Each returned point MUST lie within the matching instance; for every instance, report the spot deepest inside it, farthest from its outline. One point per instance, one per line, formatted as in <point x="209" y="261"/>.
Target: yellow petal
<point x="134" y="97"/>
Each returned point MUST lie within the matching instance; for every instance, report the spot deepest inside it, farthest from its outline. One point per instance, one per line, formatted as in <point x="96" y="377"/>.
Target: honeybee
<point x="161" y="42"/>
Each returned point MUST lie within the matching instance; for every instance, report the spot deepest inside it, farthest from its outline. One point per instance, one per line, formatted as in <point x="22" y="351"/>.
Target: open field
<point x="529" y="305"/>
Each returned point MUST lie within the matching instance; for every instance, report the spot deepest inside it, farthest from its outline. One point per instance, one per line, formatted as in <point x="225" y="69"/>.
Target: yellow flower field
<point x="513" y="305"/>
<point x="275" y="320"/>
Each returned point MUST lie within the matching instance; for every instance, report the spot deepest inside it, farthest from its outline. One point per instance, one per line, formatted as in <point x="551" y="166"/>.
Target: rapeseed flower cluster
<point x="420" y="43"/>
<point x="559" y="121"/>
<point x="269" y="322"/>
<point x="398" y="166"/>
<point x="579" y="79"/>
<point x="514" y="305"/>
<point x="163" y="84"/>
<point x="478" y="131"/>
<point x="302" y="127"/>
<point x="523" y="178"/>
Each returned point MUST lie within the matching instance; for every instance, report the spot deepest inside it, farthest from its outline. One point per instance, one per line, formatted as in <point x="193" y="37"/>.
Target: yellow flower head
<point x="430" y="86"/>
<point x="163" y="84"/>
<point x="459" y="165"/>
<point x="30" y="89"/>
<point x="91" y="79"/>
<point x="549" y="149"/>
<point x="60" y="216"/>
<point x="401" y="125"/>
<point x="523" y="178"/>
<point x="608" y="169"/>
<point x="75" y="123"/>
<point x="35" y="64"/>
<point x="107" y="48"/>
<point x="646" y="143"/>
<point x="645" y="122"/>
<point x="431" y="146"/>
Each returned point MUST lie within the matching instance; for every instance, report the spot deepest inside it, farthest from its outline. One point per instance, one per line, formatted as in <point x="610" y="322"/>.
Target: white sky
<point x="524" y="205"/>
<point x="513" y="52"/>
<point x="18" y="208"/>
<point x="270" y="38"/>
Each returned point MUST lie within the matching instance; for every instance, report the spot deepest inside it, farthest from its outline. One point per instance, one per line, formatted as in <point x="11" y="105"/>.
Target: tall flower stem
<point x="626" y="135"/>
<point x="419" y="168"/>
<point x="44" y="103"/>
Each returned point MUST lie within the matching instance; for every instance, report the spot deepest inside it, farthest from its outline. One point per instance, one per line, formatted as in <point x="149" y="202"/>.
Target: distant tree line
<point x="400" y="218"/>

*What the task asks*
Copy the data above in full, character for character.

*Answer to this task*
Each returned point MUST lie within the matching instance; for every instance, report the spot deepest inside it, farthest from its outline. One point per instance, one per line, formatted as in <point x="209" y="261"/>.
Target: yellow petal
<point x="134" y="97"/>
Each returned point MUST lie within the matching instance; for every instance, report the spot deepest inside it, farthest from its outline. One point per instance, one per line, formatted as in <point x="96" y="377"/>.
Target: honeybee
<point x="161" y="42"/>
Each returned point MUST lie within the matching instance; for every instance, report the spot deepest inside it, farthest from its outline. One point per instance, one per line, formatted as in <point x="22" y="351"/>.
Target: open field
<point x="529" y="305"/>
Each returned point MUST lie within the matching instance; for every instance, report the spot deepest inside it, farthest from its outline. One point per instance, one per line, formatted as in <point x="225" y="69"/>.
Target: yellow flower field
<point x="513" y="305"/>
<point x="275" y="320"/>
Each returned point MUST lie within the matching instance; for every instance, report the spot deepest inside it, farthest from its outline. One point per instance, one per line, formatted as in <point x="551" y="166"/>.
Target: rapeseed flower cluster
<point x="420" y="43"/>
<point x="559" y="121"/>
<point x="269" y="322"/>
<point x="398" y="166"/>
<point x="579" y="79"/>
<point x="514" y="305"/>
<point x="163" y="84"/>
<point x="478" y="131"/>
<point x="302" y="127"/>
<point x="523" y="178"/>
Each returned point MUST lie within the matching instance; for every instance, report the spot deepest inside it, farthest from its outline. One point per instance, one per line, formatted as in <point x="193" y="37"/>.
Target: yellow flower head
<point x="430" y="86"/>
<point x="163" y="84"/>
<point x="459" y="165"/>
<point x="30" y="89"/>
<point x="91" y="79"/>
<point x="549" y="149"/>
<point x="60" y="216"/>
<point x="401" y="125"/>
<point x="523" y="178"/>
<point x="608" y="169"/>
<point x="75" y="123"/>
<point x="35" y="64"/>
<point x="107" y="48"/>
<point x="646" y="143"/>
<point x="645" y="122"/>
<point x="431" y="146"/>
Each returned point MUST lie within the matching instance; for every instance, report the spot deepest inside it, farthest from its outline. One point per instance, one per line, formatted as in <point x="610" y="322"/>.
Target: white sky
<point x="524" y="205"/>
<point x="513" y="52"/>
<point x="18" y="208"/>
<point x="270" y="38"/>
Each returned point MUST lie within the matching instance; for every instance, report the spot deepest inside it, farthest from its outline. One point per instance, one per line, formatted as in <point x="11" y="105"/>.
Target: tall flower stem
<point x="626" y="135"/>
<point x="419" y="168"/>
<point x="44" y="103"/>
Each returned point MUST lie within the matching instance; for every instance, report the spot deepest inside it, farthest from its outline. One point per instance, one per line, formatted as in <point x="149" y="202"/>.
Target: distant tree line
<point x="400" y="218"/>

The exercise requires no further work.